Written task »
Please change "rough mask" to "coarse mask" in everything from the start of the entries down to the line containing "positive clicks: (489, 137)", and give those lines again with nothing else altered. Leave the pictures out of your answer.

Materials provided »

┌──

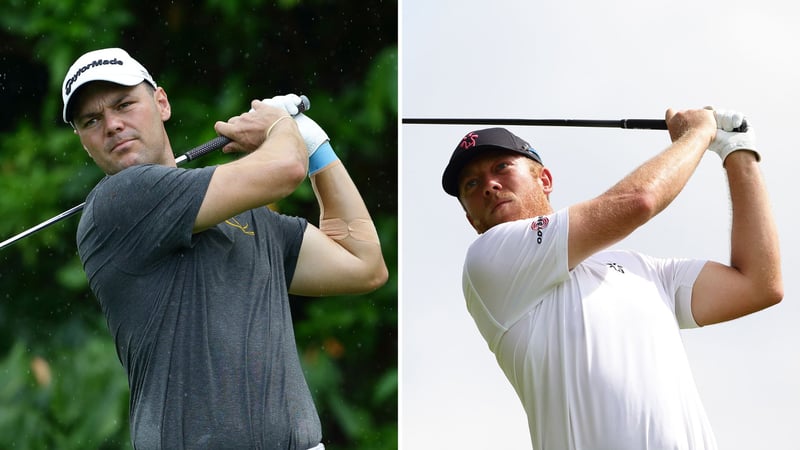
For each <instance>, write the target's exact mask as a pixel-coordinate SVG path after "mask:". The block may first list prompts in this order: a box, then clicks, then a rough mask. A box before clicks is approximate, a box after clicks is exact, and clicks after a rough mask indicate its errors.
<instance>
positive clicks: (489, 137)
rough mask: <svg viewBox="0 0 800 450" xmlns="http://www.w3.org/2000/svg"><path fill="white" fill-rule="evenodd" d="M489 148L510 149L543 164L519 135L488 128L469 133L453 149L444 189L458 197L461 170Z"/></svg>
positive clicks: (446, 171)
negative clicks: (458, 189) (458, 187)
mask: <svg viewBox="0 0 800 450" xmlns="http://www.w3.org/2000/svg"><path fill="white" fill-rule="evenodd" d="M489 150H509V151H512V152H515V153H519V154H520V155H523V156H527V157H528V158H530V159H532V160H534V161H536V162H538V163H539V164H542V158H541V157H540V156H539V153H537V152H536V150H534V148H533V147H531V144H528V143H527V142H525V141H524V140H523V139H521V138H520V137H519V136H517V135H515V134H514V133H512V132H510V131H508V130H506V129H505V128H486V129H484V130H475V131H472V132H469V133H467V135H466V136H464V138H463V139H461V142H459V144H458V147H456V149H455V150H454V151H453V155H452V156H451V157H450V162H449V163H447V167H445V169H444V175H442V187H443V188H444V191H445V192H447V193H448V194H450V195H452V196H453V197H458V177H459V176H460V175H461V170H462V169H463V168H464V166H465V165H467V163H469V162H470V161H471V160H472V159H474V158H475V157H476V156H479V155H481V154H484V153H485V152H486V151H489Z"/></svg>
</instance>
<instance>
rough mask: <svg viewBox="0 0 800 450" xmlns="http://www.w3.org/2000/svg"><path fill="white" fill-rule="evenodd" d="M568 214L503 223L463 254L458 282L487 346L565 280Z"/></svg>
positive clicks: (497, 338)
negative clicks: (462, 276)
mask: <svg viewBox="0 0 800 450" xmlns="http://www.w3.org/2000/svg"><path fill="white" fill-rule="evenodd" d="M568 231H569V215H568V210H567V209H564V210H561V211H559V212H557V213H555V214H553V215H549V216H540V217H536V218H532V219H525V220H519V221H514V222H508V223H503V224H500V225H497V226H495V227H493V228H491V229H490V230H489V231H487V232H486V233H484V234H483V235H482V236H481V237H479V238H478V240H476V241H475V242H474V243H473V244H472V245H471V246H470V248H469V250H468V251H467V256H466V261H465V264H464V271H463V277H462V286H463V291H464V297H465V300H466V302H467V309H468V310H469V312H470V314H471V315H472V317H473V319H474V320H475V322H476V324H477V326H478V329H479V330H480V331H481V334H482V335H483V337H484V339H486V341H487V342H488V343H489V347H490V348H492V349H494V347H495V346H496V345H497V343H498V342H499V340H500V338H501V337H502V335H503V334H504V333H505V332H506V331H507V330H508V328H509V327H510V326H511V325H513V324H514V323H515V322H516V321H517V320H519V318H520V317H522V316H523V315H524V314H525V313H526V312H528V311H529V310H530V309H531V308H533V307H535V306H536V305H537V304H538V303H539V302H540V301H541V299H542V296H543V295H544V294H545V293H547V292H548V291H550V290H551V289H553V288H554V287H555V286H556V285H558V284H560V283H562V282H564V281H565V280H567V279H568V278H569V267H568V255H567V250H568V249H567V237H568Z"/></svg>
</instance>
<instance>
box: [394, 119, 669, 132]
mask: <svg viewBox="0 0 800 450" xmlns="http://www.w3.org/2000/svg"><path fill="white" fill-rule="evenodd" d="M403 123H407V124H431V125H511V126H514V125H521V126H542V127H591V128H629V129H647V130H666V129H667V122H666V121H665V120H659V119H621V120H584V119H438V118H437V119H434V118H410V119H403Z"/></svg>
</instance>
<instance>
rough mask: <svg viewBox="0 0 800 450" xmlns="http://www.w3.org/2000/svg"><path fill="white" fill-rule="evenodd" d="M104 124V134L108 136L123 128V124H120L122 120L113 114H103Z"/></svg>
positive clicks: (124, 126)
mask: <svg viewBox="0 0 800 450" xmlns="http://www.w3.org/2000/svg"><path fill="white" fill-rule="evenodd" d="M104 116H105V122H106V132H107V133H108V134H114V133H117V132H119V131H120V130H122V129H123V128H125V124H124V123H123V122H122V118H121V117H120V116H119V114H114V113H113V112H106V113H105V114H104Z"/></svg>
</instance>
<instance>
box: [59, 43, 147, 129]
mask: <svg viewBox="0 0 800 450" xmlns="http://www.w3.org/2000/svg"><path fill="white" fill-rule="evenodd" d="M90 81H110V82H112V83H116V84H121V85H123V86H136V85H137V84H139V83H141V82H142V81H147V82H148V83H150V84H151V85H152V86H153V87H154V88H155V87H156V82H155V81H154V80H153V77H152V76H150V73H149V72H148V71H147V69H145V68H144V66H143V65H141V64H139V62H138V61H136V60H135V59H133V58H131V55H129V54H128V52H126V51H125V50H123V49H121V48H104V49H101V50H94V51H91V52H89V53H85V54H84V55H83V56H81V57H80V58H78V59H77V61H75V62H74V63H73V64H72V66H71V67H70V68H69V70H68V71H67V75H66V76H65V77H64V83H63V84H62V85H61V98H62V100H63V101H64V111H63V118H64V122H66V123H70V119H71V117H70V116H71V115H72V111H71V110H70V104H69V102H70V100H72V98H73V96H74V95H75V92H77V91H78V88H80V87H81V86H83V85H84V84H86V83H88V82H90Z"/></svg>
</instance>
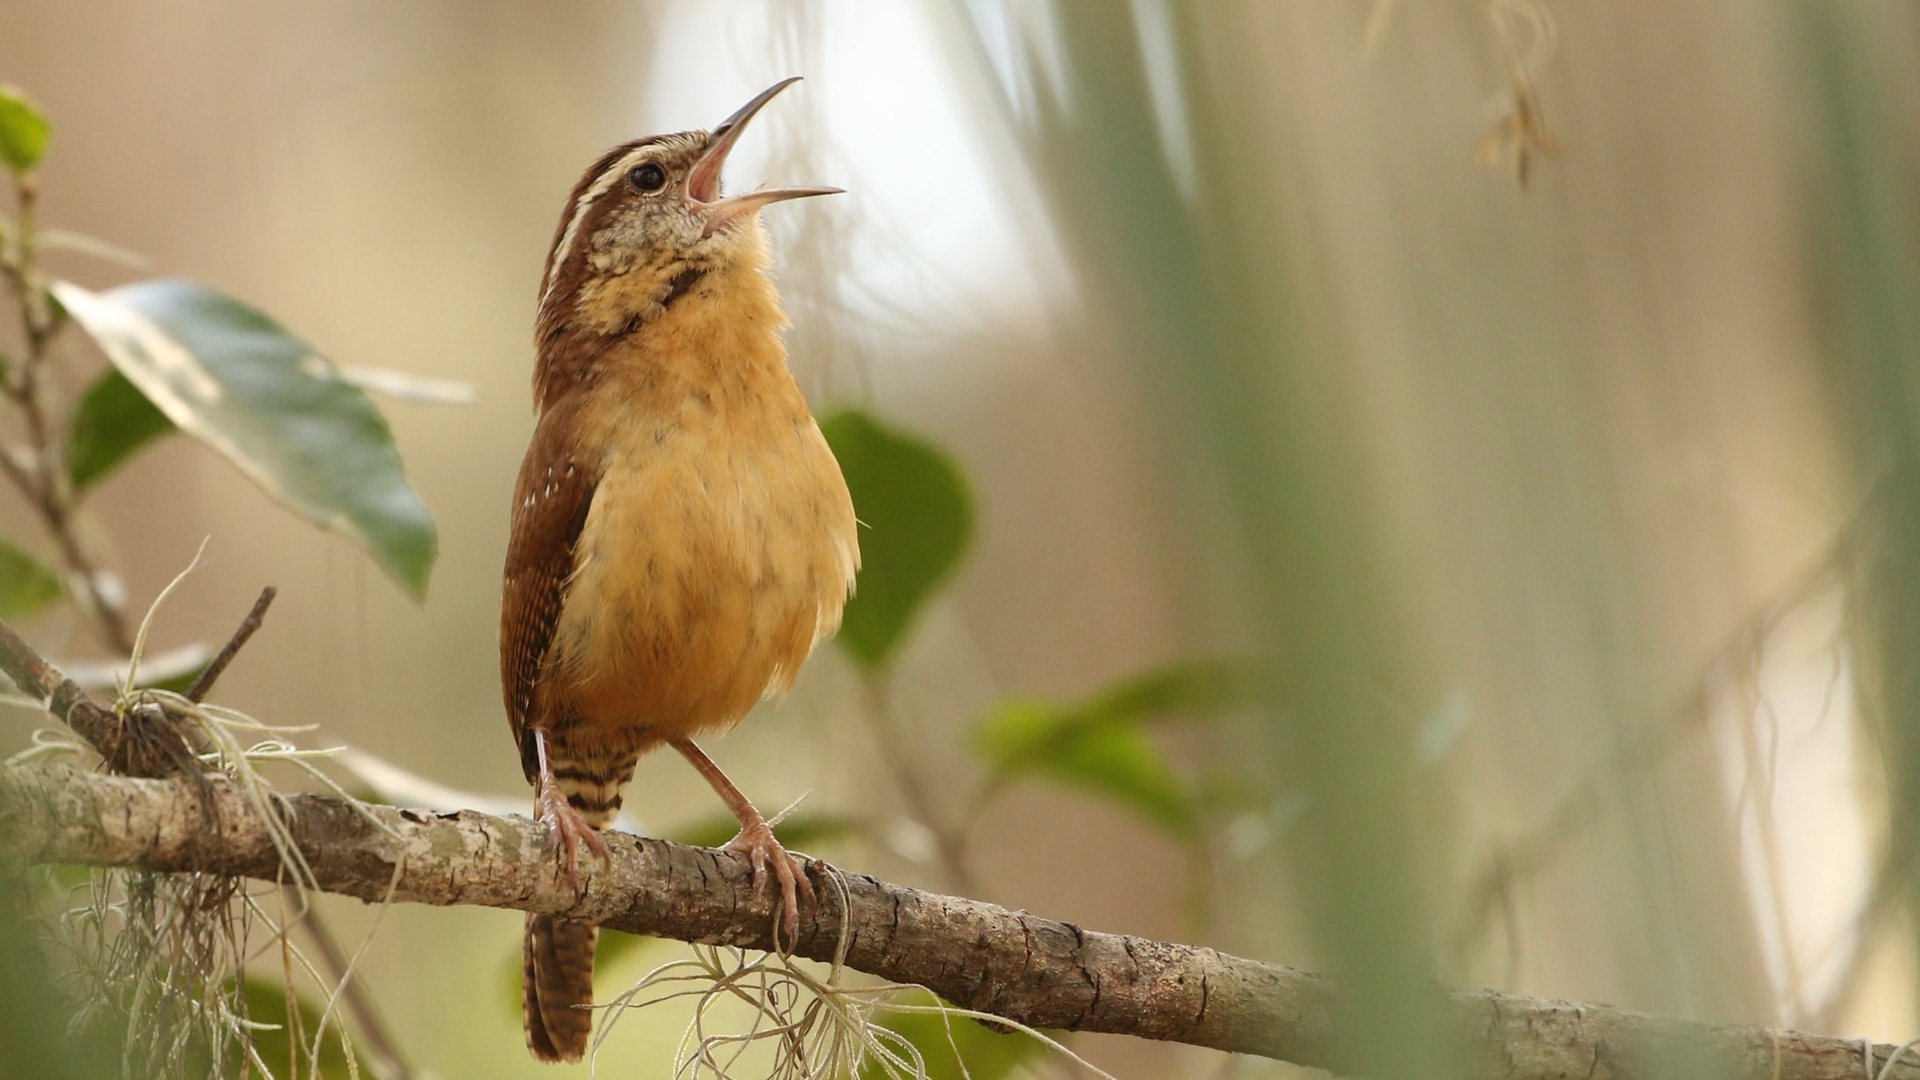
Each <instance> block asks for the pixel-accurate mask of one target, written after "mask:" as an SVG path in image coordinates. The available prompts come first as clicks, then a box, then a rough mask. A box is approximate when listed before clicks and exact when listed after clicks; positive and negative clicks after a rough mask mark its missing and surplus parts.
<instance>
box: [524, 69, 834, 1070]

└──

Reply to the task »
For each <instance>, write the target's exact mask as a pixel-coordinate SVG path after "mask:". The block may first list prompts in this order: a box, then clicks, then a coarse mask. A box before clicks is approximate, a box after clicks is exact, and clicks after a coarse mask indicate its errors.
<instance>
positive clicks: (489, 137)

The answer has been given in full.